Extracted material
+---+

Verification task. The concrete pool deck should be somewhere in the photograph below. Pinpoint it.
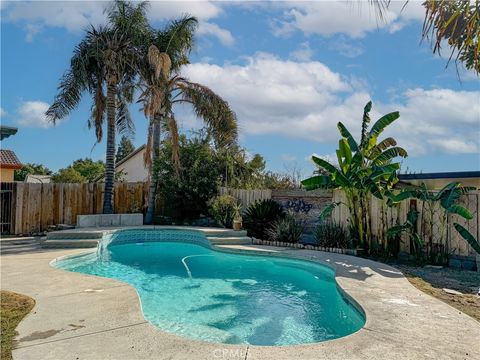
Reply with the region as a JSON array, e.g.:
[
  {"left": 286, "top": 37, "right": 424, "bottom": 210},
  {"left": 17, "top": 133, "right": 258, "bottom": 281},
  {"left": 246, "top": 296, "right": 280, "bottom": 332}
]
[{"left": 0, "top": 226, "right": 480, "bottom": 360}]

+---+

Objective
Reproduce the data above with "concrete pool deck" swapped for "stone patio" and everything else unchanged. Leave the picture out.

Solution to this problem
Verification task. The stone patio should be somewhere in the photograph below. Pinpoint it.
Reply with the region as a JSON array, e.g.:
[
  {"left": 286, "top": 37, "right": 424, "bottom": 210},
  {"left": 17, "top": 133, "right": 258, "bottom": 281},
  {"left": 246, "top": 296, "right": 280, "bottom": 332}
]
[{"left": 0, "top": 226, "right": 480, "bottom": 360}]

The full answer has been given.